— Start GIVEN ENTRIES —

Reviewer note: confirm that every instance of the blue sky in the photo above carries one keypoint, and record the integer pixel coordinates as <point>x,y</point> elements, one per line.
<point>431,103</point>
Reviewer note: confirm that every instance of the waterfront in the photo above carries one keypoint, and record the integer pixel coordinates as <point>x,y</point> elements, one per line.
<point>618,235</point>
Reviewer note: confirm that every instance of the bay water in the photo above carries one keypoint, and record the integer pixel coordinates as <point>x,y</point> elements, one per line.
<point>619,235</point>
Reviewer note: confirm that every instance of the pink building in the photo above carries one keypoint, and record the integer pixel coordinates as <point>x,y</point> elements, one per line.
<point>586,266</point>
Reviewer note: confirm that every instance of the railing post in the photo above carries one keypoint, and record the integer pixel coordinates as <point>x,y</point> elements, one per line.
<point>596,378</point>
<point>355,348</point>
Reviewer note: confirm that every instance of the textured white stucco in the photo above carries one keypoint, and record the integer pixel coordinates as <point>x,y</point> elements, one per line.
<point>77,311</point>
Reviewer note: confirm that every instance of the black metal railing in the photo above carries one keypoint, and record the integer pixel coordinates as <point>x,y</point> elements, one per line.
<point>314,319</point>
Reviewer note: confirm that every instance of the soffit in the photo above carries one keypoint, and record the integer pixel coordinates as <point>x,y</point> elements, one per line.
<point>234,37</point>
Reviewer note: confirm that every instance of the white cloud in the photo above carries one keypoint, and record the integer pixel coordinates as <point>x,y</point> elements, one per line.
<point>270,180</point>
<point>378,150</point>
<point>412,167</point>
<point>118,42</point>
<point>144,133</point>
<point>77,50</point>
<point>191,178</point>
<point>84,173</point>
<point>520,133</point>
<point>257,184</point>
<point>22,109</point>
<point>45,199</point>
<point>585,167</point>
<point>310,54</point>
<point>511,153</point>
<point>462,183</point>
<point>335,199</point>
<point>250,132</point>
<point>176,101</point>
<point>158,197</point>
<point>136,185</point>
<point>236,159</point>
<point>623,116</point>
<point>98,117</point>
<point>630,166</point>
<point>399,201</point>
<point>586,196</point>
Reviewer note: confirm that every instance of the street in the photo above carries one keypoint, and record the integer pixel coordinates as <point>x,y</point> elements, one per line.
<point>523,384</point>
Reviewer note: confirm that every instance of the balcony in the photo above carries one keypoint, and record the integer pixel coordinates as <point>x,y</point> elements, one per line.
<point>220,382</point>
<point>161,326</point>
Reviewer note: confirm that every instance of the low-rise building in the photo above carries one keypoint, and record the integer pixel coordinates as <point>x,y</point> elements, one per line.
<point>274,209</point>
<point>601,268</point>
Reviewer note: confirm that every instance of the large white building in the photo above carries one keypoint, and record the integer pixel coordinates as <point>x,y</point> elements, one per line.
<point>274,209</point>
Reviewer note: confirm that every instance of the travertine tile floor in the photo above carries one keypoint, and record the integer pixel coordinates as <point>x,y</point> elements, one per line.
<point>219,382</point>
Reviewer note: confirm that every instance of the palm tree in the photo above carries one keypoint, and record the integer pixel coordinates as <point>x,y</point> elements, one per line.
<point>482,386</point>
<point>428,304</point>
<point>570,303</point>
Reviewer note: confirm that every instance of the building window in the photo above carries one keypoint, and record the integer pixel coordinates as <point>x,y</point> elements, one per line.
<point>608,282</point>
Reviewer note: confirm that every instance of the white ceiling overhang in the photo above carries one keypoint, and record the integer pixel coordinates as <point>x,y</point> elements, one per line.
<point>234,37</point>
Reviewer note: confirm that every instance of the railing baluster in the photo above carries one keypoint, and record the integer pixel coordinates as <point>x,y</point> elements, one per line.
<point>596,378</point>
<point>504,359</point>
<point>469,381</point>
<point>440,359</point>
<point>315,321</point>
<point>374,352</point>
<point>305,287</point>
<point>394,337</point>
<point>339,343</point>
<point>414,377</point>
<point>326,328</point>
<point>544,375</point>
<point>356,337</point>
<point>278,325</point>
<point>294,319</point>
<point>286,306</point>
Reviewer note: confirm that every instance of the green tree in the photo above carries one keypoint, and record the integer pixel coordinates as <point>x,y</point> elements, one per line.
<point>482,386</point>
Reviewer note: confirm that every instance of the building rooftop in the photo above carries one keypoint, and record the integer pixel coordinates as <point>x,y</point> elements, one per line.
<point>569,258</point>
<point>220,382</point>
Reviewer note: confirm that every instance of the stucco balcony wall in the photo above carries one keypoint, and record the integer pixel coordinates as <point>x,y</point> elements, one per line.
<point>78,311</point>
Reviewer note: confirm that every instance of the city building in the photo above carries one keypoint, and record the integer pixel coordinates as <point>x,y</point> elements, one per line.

— End GIVEN ENTRIES —

▶ AIM
The lines to reproduce run from the one that contains "Reviewer note: confirm that every instance of the green" through the last line above; copy them exactly.

▶ ANSWER TO THIS PROBLEM
Reviewer note: confirm that every instance of the green tree in the photo above carries one keypoint, and record the integer pixel coordinates as <point>x,y</point> elements, one per line.
<point>482,386</point>
Reviewer note: confirm that every instance of the building rooftop in the photo above carries one keypoint, and record the integer pixel coordinates as <point>x,y</point> elements, one per line.
<point>569,258</point>
<point>220,382</point>
Reviewer note: confirm that every instance of the stucco balcony wall in the photo above carries one keypoint, and record the integer pixel coordinates as <point>x,y</point> elements, one per line.
<point>78,311</point>
Reviewer note: confirm that every instance of the city building in the photo above carries one keypoint, and record the integer pixel coordinates as <point>x,y</point> elements, one per line.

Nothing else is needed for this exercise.